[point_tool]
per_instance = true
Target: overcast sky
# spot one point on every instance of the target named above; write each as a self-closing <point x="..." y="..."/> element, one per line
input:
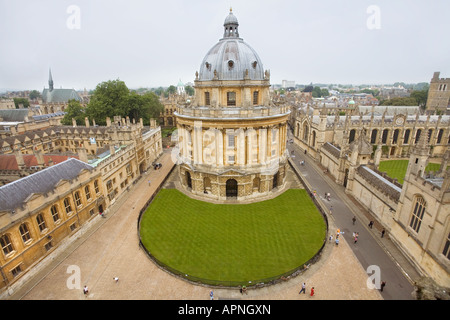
<point x="158" y="43"/>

Requirement ▸
Exclude the pictures, and output exactly the lines from the one with "per_instance = true" through the last line of the records, both included.

Answer for the task ▸
per_instance = true
Target: overcast sky
# spot one point on every instance of the target named above; write each as a self-closing <point x="..." y="..."/> element, one per line
input:
<point x="158" y="43"/>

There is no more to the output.